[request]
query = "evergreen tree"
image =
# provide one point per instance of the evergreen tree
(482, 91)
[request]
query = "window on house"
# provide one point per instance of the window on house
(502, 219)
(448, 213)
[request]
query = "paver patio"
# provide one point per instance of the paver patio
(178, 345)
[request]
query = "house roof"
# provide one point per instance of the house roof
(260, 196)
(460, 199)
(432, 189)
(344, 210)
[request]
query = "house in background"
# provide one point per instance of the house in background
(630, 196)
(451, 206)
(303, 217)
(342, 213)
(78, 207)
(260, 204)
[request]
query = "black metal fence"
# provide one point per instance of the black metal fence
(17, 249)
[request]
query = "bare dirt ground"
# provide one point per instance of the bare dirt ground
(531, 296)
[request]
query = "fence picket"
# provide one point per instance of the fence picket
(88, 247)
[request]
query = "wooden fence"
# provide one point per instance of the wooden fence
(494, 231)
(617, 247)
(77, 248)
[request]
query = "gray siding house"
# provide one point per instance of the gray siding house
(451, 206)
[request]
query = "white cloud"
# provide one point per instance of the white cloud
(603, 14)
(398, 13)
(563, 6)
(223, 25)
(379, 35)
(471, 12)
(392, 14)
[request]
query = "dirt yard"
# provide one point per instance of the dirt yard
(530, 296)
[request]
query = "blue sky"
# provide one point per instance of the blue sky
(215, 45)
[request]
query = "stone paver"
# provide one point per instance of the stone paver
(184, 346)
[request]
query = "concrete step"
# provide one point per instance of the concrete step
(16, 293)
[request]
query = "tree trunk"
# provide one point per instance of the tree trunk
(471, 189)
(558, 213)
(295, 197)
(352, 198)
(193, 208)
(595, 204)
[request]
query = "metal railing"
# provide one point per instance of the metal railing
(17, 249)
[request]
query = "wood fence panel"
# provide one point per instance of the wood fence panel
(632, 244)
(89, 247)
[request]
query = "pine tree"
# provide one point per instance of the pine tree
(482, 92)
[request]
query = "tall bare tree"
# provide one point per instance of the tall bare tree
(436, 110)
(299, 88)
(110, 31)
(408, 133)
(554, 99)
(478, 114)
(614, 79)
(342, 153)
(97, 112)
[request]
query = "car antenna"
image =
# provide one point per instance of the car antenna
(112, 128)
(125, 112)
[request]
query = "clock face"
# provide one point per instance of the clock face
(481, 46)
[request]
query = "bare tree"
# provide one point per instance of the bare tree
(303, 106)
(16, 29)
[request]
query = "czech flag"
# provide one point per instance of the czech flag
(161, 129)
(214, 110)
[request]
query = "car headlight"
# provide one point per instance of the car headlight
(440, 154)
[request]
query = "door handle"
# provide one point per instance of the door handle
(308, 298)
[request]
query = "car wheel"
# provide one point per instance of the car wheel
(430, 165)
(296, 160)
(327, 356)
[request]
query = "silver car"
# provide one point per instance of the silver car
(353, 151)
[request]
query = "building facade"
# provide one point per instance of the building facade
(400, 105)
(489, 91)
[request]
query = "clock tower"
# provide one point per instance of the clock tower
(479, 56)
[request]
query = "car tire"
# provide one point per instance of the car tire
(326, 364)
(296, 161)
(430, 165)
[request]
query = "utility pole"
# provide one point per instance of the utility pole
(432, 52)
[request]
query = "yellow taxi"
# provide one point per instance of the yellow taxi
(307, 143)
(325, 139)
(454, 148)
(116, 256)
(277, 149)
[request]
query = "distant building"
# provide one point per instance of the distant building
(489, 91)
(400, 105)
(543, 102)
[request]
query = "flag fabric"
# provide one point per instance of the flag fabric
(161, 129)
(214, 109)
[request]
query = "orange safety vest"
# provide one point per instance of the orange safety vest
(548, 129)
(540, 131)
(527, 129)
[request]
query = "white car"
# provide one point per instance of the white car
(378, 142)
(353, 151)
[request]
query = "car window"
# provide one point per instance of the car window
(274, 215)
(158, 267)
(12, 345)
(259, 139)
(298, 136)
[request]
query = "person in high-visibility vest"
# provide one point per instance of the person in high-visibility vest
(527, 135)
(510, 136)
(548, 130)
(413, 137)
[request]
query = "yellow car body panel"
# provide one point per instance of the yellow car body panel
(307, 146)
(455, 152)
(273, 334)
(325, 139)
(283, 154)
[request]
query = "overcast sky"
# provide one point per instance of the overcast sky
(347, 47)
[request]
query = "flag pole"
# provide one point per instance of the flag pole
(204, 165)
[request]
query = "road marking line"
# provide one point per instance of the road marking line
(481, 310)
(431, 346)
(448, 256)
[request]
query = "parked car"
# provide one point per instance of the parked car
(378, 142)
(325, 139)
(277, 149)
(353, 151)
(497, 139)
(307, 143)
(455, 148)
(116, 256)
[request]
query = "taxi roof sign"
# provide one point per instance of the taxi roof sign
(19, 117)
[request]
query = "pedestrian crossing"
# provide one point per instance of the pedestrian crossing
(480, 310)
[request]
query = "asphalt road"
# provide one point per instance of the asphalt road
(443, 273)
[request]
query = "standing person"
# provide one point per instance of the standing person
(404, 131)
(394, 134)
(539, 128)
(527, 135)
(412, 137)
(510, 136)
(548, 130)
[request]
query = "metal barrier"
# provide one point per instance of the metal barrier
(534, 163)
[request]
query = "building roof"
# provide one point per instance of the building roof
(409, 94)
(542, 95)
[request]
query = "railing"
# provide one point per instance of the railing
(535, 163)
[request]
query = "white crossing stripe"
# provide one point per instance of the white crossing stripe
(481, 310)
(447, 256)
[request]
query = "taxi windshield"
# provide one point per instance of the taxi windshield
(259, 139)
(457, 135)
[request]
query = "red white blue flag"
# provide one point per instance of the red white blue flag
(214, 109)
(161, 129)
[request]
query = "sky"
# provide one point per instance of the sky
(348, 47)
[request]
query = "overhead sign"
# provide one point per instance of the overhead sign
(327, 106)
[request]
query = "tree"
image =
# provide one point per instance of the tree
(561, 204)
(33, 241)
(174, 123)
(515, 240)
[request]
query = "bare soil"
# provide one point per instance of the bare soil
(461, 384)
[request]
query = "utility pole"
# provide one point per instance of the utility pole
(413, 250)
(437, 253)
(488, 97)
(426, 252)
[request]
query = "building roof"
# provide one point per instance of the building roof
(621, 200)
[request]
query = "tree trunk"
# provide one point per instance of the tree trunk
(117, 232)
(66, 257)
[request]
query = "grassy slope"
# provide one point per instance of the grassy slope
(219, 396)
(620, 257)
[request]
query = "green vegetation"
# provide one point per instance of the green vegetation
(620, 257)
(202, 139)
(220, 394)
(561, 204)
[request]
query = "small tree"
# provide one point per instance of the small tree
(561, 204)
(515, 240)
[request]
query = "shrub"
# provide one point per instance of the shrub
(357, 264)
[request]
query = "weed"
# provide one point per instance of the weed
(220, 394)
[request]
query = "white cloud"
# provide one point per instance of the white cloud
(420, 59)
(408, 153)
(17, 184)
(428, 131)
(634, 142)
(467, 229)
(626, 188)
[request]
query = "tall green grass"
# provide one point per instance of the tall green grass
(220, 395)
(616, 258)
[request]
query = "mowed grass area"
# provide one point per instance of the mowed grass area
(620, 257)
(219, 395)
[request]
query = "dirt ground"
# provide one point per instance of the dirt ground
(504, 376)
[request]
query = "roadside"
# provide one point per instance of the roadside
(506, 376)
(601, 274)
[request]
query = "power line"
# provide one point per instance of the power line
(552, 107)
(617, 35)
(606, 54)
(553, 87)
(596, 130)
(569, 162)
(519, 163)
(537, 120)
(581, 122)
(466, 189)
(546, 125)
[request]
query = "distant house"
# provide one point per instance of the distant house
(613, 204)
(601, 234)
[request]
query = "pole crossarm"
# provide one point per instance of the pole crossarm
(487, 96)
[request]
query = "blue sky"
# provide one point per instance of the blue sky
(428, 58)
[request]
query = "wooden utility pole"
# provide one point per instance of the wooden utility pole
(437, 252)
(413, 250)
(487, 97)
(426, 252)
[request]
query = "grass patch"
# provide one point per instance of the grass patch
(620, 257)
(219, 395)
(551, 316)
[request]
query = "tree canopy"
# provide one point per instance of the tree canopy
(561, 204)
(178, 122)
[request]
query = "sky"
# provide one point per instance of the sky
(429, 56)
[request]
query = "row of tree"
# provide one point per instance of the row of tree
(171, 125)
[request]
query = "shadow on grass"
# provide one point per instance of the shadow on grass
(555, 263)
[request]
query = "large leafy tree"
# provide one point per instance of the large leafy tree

_WHAT IS BEING ASKED_: Scan the listing for the word "large". Copy every line in which it appears.

_SOLUTION_:
query = "large leafy tree"
# provide one point per instance of the large leafy tree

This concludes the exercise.